Biochemistry Seminar: William J. Belden, "The Circadian Clock, Heterochromatin, Long non-coding RNAs and Antibody Single-chain Variable Fragments"

Dates
Wed, Nov 13, 2019 - 12:00 PM — Wed, Nov 13, 2019 - 01:00 PM
Admission Fee
Free
Event Address
City College of New York
85 Saint Nicholas Terrace
New York, NY
Phone Number
212-650-8803
Event Location
ASRC Main Auditorium
Event Details

William J. Belden, Associate Professor, Department of Animal Sciences, School of Environmental and Biological Sciences, Rutgers University, will give a talk on "The Circadian Clock, Heterochromatin, Long non-coding RNAs and Antibody Single-chain Variable Fragments"

 

ABSTRACT

Circadian rhythm is generated by transcriptional negative feedback loops and require histone modifications and chromatin remodeling to ensure appropriate timing and amplitude of clock gene expression. Circadian modifications to histones mediate transcriptional initiation and feedback inhibition serving as signaling platform for chromatin-remodeling enzymes. There is a conserved mechanism of circadian-regulated facultative heterochromatin (CRFH) at clock genes in Neurospora, Drosophila, and mice that consists of anti-phasic rhythms in activating and repressive modifications that cycle between transcriptionally permissive and non-permissive. During feedback repression, a rhythm in histone H3 lysine 9 methylation (H3K9me) and heterochromatin protein 1 (HP1) occurs at the central clock genes and at telomeres. In Neurospora, the rhythm in facultative heterochromatin is mediated by the frequency (frq) natural antisense transcript (NAT) qrf while telomeric heterochromatin appears to involve the lncRNA TERRA. In Neurospora H3K9me3 requires H3K4me3 and there are H3K4me3:H3K9me3 bivalent domains.  We’ve embarked on making single-chain variable fragments (scFv) to use as competitive inhibitors of bivalent chromatin to better understand their function in development.
::::
§ **About this exercise**: List every organism the seminar announcement names as having circadian-regulated facultative heterochromatin at clock genes. The records that follow are separate material and are not connected to the seminar announcement.
::::
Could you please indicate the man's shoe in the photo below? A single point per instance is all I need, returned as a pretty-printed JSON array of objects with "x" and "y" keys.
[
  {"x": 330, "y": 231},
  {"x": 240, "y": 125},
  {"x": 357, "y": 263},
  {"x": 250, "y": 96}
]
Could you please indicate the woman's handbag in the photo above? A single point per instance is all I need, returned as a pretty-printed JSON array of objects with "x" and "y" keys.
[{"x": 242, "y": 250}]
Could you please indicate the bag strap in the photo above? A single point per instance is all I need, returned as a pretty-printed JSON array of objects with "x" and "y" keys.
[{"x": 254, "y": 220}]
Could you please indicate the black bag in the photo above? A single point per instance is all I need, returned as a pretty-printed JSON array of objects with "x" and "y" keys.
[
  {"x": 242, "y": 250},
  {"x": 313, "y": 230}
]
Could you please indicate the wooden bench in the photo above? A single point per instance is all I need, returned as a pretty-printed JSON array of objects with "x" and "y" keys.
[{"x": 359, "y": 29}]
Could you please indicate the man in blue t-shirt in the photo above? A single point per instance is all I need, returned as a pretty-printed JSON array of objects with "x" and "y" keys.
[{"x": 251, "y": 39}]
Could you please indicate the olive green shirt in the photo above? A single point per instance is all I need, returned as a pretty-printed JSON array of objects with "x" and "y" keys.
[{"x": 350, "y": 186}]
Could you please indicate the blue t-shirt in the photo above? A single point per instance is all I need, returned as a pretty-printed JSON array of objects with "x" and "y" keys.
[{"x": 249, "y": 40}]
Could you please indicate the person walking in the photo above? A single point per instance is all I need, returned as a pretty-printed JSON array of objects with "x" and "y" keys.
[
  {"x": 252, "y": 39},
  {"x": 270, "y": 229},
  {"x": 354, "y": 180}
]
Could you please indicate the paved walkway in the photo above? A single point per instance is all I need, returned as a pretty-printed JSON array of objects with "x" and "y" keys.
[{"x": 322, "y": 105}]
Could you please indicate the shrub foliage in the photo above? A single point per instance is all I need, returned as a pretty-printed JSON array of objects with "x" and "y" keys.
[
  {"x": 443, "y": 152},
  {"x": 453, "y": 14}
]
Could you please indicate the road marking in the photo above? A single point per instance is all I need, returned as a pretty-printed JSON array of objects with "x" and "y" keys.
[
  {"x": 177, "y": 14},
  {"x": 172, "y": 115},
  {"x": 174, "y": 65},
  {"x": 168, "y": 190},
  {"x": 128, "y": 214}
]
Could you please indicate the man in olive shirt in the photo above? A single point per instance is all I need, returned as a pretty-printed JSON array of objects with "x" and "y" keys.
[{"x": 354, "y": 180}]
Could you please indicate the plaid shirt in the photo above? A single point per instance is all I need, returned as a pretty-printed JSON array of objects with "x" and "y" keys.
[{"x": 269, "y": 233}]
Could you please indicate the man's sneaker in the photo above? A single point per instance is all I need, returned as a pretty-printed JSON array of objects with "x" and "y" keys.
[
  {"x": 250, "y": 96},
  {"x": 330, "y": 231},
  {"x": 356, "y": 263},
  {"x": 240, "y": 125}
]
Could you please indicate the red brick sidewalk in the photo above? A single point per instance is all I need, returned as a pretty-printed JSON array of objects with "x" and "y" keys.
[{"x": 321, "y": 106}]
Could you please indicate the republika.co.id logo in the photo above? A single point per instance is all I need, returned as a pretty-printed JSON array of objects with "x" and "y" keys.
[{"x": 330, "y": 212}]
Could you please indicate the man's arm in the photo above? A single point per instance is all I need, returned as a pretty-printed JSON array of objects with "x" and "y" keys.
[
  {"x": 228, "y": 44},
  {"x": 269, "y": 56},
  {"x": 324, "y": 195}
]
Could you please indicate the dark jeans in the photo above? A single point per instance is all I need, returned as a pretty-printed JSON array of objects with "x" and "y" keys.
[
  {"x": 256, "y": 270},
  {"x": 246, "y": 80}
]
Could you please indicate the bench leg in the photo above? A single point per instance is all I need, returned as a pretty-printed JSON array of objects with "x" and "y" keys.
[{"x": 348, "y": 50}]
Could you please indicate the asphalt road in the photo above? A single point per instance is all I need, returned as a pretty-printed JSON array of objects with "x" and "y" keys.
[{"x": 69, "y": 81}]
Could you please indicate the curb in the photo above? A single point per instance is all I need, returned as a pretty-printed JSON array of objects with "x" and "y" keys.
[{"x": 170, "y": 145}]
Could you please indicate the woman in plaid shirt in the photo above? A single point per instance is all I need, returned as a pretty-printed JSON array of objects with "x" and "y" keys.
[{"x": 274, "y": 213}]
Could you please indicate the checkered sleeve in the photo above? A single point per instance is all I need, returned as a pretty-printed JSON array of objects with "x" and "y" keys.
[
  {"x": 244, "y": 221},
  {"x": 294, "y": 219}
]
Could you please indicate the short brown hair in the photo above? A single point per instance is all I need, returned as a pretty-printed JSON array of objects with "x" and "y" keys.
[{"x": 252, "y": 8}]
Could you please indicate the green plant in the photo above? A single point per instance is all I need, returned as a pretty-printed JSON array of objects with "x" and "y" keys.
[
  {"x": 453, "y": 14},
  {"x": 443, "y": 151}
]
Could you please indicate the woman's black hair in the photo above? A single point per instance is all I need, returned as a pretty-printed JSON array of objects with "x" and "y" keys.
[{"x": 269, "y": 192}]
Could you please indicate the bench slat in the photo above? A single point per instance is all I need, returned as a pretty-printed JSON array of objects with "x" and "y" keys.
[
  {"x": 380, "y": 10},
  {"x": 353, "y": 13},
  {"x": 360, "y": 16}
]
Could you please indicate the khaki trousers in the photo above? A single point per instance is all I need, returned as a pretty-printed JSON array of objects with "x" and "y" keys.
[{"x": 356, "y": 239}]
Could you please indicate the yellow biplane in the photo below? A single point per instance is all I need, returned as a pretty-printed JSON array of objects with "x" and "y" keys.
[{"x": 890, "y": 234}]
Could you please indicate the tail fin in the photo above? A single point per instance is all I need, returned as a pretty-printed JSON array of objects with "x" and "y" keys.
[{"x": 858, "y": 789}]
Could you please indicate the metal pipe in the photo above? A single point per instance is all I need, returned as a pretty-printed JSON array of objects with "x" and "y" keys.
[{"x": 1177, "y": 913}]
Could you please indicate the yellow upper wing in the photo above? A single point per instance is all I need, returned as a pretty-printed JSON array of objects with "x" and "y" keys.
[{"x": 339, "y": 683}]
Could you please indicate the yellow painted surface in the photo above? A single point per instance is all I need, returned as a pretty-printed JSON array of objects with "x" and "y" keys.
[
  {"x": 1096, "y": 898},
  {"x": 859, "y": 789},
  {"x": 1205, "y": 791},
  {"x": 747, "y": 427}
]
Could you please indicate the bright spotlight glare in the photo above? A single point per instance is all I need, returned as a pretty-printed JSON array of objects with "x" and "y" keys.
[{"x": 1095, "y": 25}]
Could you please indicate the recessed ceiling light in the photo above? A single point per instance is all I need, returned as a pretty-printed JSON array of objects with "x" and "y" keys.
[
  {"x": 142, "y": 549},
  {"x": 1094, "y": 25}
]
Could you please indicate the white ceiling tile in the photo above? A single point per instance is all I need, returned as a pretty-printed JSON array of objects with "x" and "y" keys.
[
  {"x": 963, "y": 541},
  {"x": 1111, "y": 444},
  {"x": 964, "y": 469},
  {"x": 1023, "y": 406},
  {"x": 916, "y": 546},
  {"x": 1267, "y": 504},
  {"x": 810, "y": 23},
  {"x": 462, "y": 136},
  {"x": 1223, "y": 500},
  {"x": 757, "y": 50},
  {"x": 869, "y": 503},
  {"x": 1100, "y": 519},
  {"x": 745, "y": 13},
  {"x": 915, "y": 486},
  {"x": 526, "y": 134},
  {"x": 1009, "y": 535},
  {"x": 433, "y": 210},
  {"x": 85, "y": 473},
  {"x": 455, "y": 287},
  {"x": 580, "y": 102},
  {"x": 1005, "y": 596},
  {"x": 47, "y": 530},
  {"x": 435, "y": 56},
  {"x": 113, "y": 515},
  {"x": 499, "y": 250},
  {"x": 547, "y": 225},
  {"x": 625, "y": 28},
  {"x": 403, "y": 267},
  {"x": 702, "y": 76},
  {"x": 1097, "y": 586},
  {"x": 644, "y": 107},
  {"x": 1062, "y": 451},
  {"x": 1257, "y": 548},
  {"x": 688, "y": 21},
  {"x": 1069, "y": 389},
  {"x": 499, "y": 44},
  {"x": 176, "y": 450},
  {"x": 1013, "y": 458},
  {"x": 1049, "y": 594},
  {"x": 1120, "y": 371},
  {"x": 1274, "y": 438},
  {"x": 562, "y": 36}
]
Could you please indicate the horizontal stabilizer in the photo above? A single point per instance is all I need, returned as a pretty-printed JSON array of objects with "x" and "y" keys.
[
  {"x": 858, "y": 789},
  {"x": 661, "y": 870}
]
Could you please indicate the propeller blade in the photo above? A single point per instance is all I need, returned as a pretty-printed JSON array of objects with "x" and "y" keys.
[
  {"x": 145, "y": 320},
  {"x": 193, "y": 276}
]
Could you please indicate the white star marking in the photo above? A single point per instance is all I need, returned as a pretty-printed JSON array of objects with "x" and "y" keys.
::::
§ **Response to the exercise**: Neurospora, Drosophila, mice